▶ _What to work on_: Only the lines from the one containing "pin: forearm |" to the end of the records belong in the output; print them exactly.

━━━ Task inputs ━━━

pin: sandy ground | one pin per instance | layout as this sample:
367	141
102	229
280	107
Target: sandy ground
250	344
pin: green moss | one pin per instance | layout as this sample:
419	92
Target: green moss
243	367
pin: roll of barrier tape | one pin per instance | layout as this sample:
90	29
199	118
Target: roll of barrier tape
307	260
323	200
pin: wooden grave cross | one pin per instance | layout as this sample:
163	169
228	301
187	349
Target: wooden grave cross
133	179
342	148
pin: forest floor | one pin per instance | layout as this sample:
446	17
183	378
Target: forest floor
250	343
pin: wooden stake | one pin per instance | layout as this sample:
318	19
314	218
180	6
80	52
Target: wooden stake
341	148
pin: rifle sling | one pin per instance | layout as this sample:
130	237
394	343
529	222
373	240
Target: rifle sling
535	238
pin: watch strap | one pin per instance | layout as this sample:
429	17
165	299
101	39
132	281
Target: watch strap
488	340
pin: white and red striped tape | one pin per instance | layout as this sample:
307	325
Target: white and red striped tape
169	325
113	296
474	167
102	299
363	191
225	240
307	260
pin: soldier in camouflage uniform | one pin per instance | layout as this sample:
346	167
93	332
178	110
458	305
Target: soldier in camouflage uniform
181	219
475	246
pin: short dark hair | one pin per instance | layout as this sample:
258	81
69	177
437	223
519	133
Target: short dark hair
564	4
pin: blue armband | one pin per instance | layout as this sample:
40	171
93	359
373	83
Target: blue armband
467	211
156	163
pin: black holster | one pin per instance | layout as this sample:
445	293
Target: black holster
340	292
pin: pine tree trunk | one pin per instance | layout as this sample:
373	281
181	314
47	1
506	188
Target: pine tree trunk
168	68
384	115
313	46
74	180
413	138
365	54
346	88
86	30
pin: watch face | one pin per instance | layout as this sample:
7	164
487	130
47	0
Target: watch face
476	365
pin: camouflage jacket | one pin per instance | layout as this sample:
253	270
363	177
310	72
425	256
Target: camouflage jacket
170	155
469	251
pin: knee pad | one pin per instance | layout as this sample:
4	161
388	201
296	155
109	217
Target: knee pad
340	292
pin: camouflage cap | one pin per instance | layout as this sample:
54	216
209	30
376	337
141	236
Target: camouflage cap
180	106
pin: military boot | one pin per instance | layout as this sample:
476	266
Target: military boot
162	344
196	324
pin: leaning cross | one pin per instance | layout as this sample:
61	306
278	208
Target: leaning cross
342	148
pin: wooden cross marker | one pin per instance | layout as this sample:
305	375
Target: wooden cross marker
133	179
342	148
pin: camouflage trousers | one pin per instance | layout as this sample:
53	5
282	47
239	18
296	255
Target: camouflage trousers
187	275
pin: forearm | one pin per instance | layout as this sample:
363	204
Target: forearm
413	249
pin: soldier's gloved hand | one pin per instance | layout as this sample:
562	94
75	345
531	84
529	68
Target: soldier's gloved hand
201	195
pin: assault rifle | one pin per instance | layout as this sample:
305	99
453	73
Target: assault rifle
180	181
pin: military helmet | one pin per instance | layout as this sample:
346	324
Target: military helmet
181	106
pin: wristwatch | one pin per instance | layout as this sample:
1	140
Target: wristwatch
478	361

━━━

▶ _Result of this task_:
pin: forearm | one pin per instance | layout as this sample:
363	204
Target: forearm
413	249
pin: soldier's gloved hand | one pin per instance | layout as this sample:
562	94
75	345
531	84
529	68
Target: soldier's gloved hand
201	195
pin: assault rifle | one pin per instance | layout as this sample:
305	99
453	73
Target: assault rifle
180	181
pin: military helmet | one pin per instance | layout as this sample:
346	324
Target: military helmet
181	106
pin: wristwatch | one pin per instance | layout as this sample:
1	140
Target: wristwatch
478	361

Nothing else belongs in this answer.